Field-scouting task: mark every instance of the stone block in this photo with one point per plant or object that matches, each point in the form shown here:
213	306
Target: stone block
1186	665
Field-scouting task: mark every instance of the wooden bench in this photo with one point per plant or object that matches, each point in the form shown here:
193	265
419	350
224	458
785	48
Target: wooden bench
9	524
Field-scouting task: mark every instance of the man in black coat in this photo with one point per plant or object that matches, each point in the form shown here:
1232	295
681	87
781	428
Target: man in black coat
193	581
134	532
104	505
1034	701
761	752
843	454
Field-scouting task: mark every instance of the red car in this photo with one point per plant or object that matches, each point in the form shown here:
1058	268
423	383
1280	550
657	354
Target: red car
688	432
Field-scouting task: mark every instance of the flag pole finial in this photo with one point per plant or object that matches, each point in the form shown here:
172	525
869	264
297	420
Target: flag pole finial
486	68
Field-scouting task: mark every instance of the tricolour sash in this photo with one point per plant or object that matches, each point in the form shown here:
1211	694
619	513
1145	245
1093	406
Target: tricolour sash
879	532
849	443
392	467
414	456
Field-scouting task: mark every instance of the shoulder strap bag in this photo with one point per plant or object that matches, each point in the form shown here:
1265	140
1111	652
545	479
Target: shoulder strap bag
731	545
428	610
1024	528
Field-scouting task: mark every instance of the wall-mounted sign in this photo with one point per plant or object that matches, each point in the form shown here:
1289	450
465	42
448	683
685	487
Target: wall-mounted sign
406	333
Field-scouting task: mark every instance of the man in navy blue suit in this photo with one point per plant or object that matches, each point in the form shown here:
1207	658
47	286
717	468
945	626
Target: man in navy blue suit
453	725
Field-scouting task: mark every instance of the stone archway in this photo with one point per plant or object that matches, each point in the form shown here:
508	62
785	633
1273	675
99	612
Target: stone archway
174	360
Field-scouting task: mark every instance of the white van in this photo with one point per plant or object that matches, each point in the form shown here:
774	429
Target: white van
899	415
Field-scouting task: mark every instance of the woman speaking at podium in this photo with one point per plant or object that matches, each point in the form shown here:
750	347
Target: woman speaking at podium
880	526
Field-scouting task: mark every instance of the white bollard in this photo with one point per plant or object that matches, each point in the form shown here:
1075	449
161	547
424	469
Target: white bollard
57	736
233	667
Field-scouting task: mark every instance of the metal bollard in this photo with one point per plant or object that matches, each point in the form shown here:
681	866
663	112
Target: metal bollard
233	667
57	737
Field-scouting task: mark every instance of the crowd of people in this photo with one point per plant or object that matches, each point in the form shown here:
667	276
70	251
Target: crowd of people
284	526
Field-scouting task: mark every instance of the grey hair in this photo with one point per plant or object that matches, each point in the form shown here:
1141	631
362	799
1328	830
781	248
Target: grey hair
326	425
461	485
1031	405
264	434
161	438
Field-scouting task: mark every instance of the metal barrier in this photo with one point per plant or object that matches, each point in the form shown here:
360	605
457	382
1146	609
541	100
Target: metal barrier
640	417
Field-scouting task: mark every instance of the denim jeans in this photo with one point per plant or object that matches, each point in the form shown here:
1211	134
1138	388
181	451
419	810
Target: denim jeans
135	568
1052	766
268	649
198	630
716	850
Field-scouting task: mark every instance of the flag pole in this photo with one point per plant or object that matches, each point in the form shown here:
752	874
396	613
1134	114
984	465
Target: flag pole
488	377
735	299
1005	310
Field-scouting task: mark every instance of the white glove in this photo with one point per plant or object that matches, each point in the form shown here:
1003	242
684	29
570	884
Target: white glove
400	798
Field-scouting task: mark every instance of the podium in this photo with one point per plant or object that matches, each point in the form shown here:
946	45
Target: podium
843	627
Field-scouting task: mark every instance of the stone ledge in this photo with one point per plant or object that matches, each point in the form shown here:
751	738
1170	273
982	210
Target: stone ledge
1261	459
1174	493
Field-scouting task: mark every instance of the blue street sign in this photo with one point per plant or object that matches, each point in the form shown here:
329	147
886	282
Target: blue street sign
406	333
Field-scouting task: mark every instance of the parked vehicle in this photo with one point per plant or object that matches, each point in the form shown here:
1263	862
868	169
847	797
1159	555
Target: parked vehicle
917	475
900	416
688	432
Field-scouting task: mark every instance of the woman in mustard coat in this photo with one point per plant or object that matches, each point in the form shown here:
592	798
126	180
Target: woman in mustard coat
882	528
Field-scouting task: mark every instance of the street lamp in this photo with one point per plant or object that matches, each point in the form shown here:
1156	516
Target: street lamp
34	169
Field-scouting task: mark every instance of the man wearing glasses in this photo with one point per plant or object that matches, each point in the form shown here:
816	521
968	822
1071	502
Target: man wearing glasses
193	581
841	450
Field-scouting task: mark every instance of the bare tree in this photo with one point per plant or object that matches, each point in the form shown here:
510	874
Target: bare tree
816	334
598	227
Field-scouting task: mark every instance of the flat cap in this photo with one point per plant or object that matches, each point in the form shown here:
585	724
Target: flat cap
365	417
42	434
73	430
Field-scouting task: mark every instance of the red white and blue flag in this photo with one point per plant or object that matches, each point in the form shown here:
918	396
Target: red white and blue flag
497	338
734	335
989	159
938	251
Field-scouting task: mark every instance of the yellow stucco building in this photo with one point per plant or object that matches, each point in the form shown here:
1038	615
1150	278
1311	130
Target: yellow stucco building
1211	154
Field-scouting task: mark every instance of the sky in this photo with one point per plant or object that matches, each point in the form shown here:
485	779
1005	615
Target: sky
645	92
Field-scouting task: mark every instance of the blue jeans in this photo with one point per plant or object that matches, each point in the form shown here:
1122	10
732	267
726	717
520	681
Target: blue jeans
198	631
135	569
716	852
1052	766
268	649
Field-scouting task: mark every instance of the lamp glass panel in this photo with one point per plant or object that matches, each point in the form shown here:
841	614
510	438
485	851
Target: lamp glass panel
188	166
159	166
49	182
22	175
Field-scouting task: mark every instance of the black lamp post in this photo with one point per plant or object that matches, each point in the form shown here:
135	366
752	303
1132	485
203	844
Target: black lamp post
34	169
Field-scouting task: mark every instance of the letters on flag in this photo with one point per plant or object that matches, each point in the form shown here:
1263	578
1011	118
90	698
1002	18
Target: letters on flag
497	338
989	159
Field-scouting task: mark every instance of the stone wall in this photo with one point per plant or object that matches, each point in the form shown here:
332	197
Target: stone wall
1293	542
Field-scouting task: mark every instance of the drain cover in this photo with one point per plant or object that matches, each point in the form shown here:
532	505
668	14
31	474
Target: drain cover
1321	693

⁂

§ **Short task**
Only the lines from the one holding "Field-scouting task: mark every instance of the blue jeans" through the end of the listing should be given again, exactly and with both ends included.

§ **Reply to the task**
Field-scouting task: mark every instance of the blue jeans in this photo with one point per plant or object that matches, each point in the form shown here:
1122	10
732	267
726	717
520	681
Target: blue jeans
198	631
135	569
716	852
1052	766
268	649
Field-scouting task: mark every instance of the lamp glass panel in this photo with one point per plant or object that matches, each point in the form shown here:
841	614
510	438
485	851
Target: lamp glass panel
188	166
159	166
49	182
22	175
Field-scouting task: mark every instance of the black lamp post in this photo with one point per plant or object that matches, each point in the form shown here:
135	366
752	303
1132	485
203	844
Target: black lamp post
34	169
Field-scouting task: mark every instance of the letters on flag in this photo with one point per plant or object that matches, each point in the form shown here:
1263	578
1011	118
90	698
1002	18
Target: letters on flag
497	338
989	159
Field-scouting task: mark every instance of the stone wall in this photo with one point per plant or object that matches, each point in the form shown here:
332	197
Target: stone wall
1293	542
Field-scouting task: mark every instance of the drain cover in this photo with one point per plant or object that matches, each point in the form shown here:
532	505
668	14
31	474
Target: drain cover
1321	693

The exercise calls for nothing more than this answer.